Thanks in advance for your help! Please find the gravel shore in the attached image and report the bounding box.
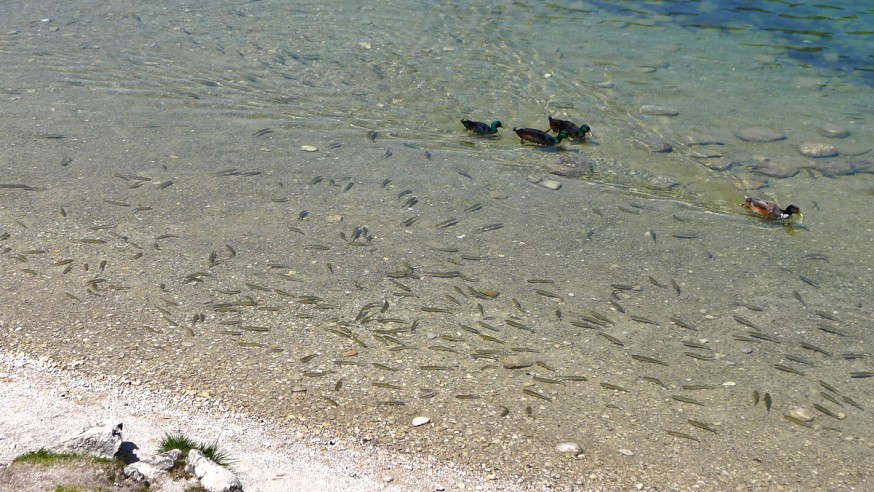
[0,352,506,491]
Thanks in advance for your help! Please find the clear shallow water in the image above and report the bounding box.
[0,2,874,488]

---

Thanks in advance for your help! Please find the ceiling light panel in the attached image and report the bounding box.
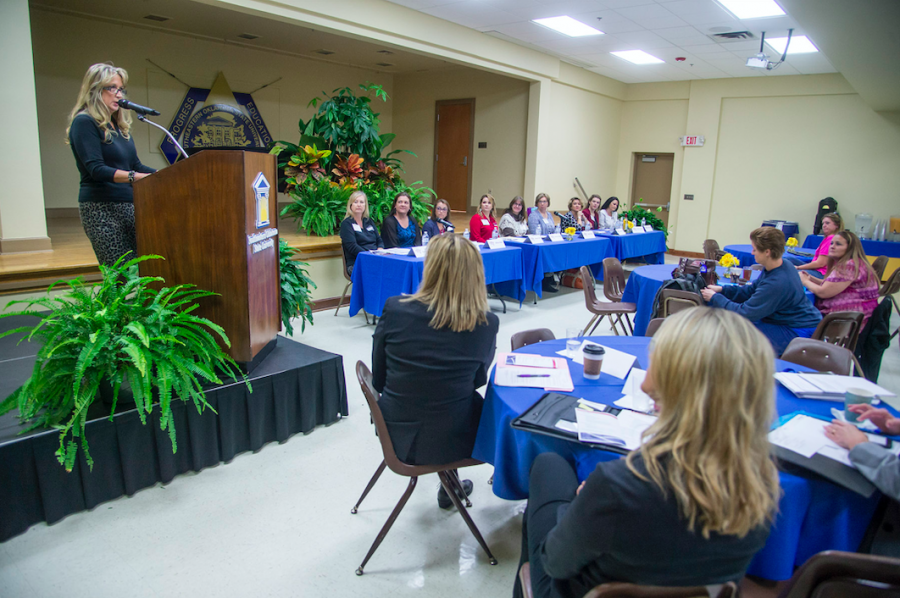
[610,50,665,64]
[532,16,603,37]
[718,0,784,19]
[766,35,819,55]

• **Written instruction**
Arrange the stretch of records from the line containing "Thanks in advance for your help! Please find the ceiling" through the line containing "[766,35,819,55]" as a Markdown table with the columns n and Line. Give each line its own numbered row, skip blank lines, and leave the pictures out.

• **Written solution**
| n | Line |
|---|---|
| 1 | Thanks in advance for your help! Please find the ceiling light panel in the attached image and report the bounding box. |
| 2 | [610,50,665,64] |
| 3 | [532,16,603,37] |
| 4 | [718,0,784,19] |
| 5 | [766,35,819,55] |